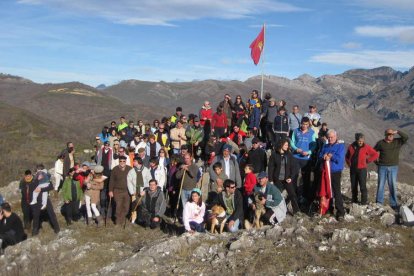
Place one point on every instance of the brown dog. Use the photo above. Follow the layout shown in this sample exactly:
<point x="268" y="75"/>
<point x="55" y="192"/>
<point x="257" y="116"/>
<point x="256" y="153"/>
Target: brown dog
<point x="218" y="217"/>
<point x="260" y="210"/>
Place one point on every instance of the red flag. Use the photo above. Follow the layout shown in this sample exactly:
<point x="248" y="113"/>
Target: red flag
<point x="257" y="47"/>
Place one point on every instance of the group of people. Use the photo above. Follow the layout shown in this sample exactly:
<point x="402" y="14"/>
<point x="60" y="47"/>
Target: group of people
<point x="240" y="157"/>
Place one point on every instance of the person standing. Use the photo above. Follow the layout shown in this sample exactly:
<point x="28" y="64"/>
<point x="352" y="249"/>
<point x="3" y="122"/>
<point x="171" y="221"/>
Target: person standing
<point x="257" y="157"/>
<point x="178" y="137"/>
<point x="153" y="206"/>
<point x="281" y="125"/>
<point x="227" y="106"/>
<point x="294" y="119"/>
<point x="269" y="116"/>
<point x="303" y="144"/>
<point x="334" y="153"/>
<point x="282" y="166"/>
<point x="72" y="194"/>
<point x="69" y="160"/>
<point x="36" y="208"/>
<point x="11" y="227"/>
<point x="229" y="164"/>
<point x="389" y="153"/>
<point x="25" y="186"/>
<point x="189" y="172"/>
<point x="118" y="189"/>
<point x="232" y="201"/>
<point x="357" y="157"/>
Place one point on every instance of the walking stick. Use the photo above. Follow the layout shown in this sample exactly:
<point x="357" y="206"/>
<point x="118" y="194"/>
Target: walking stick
<point x="179" y="195"/>
<point x="107" y="209"/>
<point x="134" y="210"/>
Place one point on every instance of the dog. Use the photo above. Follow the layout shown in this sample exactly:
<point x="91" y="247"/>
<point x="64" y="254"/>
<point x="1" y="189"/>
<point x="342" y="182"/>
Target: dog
<point x="260" y="209"/>
<point x="218" y="218"/>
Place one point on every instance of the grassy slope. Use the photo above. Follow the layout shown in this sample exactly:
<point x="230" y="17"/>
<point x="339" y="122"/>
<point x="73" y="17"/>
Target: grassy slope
<point x="26" y="140"/>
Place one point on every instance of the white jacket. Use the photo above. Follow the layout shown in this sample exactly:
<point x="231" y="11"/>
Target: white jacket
<point x="160" y="176"/>
<point x="193" y="212"/>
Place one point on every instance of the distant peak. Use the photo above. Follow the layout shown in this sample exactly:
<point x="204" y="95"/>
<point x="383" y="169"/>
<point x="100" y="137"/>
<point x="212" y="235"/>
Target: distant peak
<point x="101" y="87"/>
<point x="306" y="77"/>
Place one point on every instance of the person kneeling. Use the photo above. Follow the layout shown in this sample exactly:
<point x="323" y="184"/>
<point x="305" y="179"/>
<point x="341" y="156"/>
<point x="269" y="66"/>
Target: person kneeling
<point x="152" y="207"/>
<point x="271" y="198"/>
<point x="193" y="214"/>
<point x="11" y="227"/>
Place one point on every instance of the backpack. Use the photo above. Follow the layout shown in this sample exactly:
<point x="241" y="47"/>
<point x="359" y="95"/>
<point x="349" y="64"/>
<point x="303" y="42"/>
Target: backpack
<point x="407" y="216"/>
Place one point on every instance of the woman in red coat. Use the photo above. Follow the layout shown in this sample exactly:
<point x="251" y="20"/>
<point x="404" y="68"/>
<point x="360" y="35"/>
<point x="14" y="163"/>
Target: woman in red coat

----

◆ Work to complete ◆
Return only the count of lines in the records that hold the word "woman".

◆ Solution for this task ◆
2